→ Task 1
Answer these questions using the text on greeting customs.
(a) What was the up-and-down movement of a handshake supposedly meant to do?
(b) What is a swift kiss on the cheek called in France?
(c) In what year was that cheek kiss temporarily halted as swine flu swept around the world?
→ Task 2
Reproduce word for word the stretch of the text on greeting customs from "Handshakes were especially" through "a sacred bond.".

-- Reading text follows --

Before the pandemic, a handshake, a kiss on the cheek or a hug were commonplace around the world – practices that lasted for generations. Today? It’s a controversial move.
Click start to play today’s Spell It, where you can spot “salaam”, a common greeting in the Arab world.
Handshakes were especially popular in ancient times. One popular theory, according to History.com, is that the gesture was a way of conveying peaceful intentions. When strangers extended their empty right hands, they were able to assure the other party they were not holding weapons and did not have any malicious intentions. Even the up-and-down movement of the handshake had a purpose – it was supposedly a way to dislodge any hidden knives or daggers from a person’s sleeve.
In other circumstances, clasping hands was a way to seal an oath or promise. It showed people that their word was a sacred bond.
One of the earliest depictions of the handshake is from a relief, circa ninth century BC. It shows the Assyrian King Shalmaneser III sealing an alliance with a Babylonian ruler. The Greek epic poet Homer also described the practice in his Illiad and the Odyssey, and it was often associated with displaying trust.
It’s not just the handshake that’s part of customary greetings. A swift kiss on the cheek is known in France as “la bise”, and is a standard greeting in many parts around the world, including Latin America, the Subcontinent and the Philippines.
The cheek kiss is even more lethal when viewed with the lens of the pandemic – since it plants germs directly onto people’s faces. According to a report in the National Geographic, during the plague in the 14th century, it is thought that the practice was stopped, and only revived 400 years later, after the French revolution. In 2009, la bise was temporarily halted again as swine flu swept around the world. And at the end of February 2020, at the height of the COVID-19 pandemic, the French Health Minister advised against it as cases were on the rise.
Perhaps the advice of a nurse, from a 1929 study published in the American Journal of Nursing, still holds true today. She warned that hands “are agents of bacterial transfer” and recommended that people adapt the Chinese custom at the time, of shaking their own hands together when greeting a friend.
Whether it’s an Indian namaste, or an Arab hand-over-heart gesture, the way we greet each other is changing as our world copes with new and highly contagious diseases.

-- Reading text concluded --
-- Records follows --

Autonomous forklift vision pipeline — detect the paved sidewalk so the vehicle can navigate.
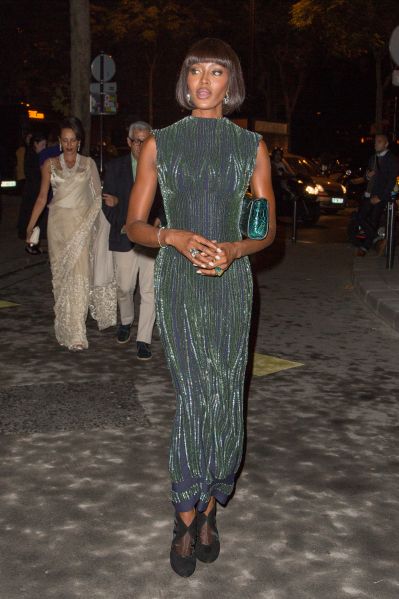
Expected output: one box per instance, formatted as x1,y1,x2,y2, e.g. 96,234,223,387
0,198,399,599
353,254,399,331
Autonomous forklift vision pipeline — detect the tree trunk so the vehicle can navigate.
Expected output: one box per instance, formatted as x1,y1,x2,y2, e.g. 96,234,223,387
147,47,157,127
69,0,91,155
374,52,384,133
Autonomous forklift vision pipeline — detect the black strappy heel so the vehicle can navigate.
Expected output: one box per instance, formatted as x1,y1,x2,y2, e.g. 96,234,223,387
195,502,220,564
170,513,197,578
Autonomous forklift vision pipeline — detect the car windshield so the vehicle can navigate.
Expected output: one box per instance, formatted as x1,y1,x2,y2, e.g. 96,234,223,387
285,156,317,177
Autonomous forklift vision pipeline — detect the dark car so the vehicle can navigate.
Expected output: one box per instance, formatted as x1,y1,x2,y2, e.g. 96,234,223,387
284,154,346,214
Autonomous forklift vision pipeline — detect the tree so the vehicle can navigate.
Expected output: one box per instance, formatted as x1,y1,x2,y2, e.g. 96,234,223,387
69,0,91,154
250,0,314,141
292,0,399,130
96,0,216,124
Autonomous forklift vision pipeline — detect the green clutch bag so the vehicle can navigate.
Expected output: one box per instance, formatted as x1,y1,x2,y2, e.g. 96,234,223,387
240,195,269,239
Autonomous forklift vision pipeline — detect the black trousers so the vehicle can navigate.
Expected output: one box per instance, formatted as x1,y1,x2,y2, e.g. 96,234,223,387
358,198,386,250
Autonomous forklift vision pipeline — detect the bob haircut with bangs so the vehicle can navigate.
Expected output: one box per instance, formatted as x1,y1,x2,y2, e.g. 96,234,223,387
176,37,245,114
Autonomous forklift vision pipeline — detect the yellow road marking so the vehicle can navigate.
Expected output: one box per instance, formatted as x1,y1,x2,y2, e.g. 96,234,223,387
0,300,19,308
252,353,304,376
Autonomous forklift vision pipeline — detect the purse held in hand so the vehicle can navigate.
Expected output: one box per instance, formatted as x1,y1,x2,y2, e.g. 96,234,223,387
240,194,269,239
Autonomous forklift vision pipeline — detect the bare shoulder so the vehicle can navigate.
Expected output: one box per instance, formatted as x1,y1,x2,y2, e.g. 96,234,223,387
140,134,157,163
42,158,53,173
257,139,269,160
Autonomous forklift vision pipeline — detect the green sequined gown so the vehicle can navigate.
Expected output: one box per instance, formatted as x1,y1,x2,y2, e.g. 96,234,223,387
154,116,260,511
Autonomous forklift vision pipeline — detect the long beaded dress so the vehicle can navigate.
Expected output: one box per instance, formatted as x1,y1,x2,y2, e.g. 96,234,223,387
154,116,260,511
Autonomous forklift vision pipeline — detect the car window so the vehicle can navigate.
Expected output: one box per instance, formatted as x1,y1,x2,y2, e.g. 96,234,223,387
285,156,317,177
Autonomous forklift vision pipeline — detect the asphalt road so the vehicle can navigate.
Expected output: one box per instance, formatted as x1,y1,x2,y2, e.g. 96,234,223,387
0,203,399,599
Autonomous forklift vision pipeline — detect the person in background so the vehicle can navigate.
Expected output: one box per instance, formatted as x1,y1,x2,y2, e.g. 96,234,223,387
26,117,116,351
103,121,163,360
356,133,398,257
17,133,47,239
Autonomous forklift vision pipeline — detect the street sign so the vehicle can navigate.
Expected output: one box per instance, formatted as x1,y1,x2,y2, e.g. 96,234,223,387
91,54,116,81
90,81,117,94
389,25,399,66
90,93,118,115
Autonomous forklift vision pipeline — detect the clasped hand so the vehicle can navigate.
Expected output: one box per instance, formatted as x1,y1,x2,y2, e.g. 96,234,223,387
167,231,239,277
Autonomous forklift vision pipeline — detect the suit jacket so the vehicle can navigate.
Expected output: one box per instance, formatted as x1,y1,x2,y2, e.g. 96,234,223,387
369,150,398,202
103,153,166,252
103,153,134,252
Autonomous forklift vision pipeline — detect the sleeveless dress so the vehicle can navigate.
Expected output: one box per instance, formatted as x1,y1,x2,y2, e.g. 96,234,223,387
154,116,260,511
47,154,117,349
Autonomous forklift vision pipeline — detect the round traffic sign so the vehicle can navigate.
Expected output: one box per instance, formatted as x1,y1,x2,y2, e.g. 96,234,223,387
91,54,116,81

-- Records concluded --

→ Task output 1
(a) It was supposedly a way to dislodge any hidden knives or daggers from a person's sleeve.
(b) "La bise."
(c) 2009.

→ Task output 2
Handshakes were especially popular in ancient times. One popular theory, according to History.com, is that the gesture was a way of conveying peaceful intentions. When strangers extended their empty right hands, they were able to assure the other party they were not holding weapons and did not have any malicious intentions. Even the up-and-down movement of the handshake had a purpose – it was supposedly a way to dislodge any hidden knives or daggers from a person’s sleeve.
In other circumstances, clasping hands was a way to seal an oath or promise. It showed people that their word was a sacred bond.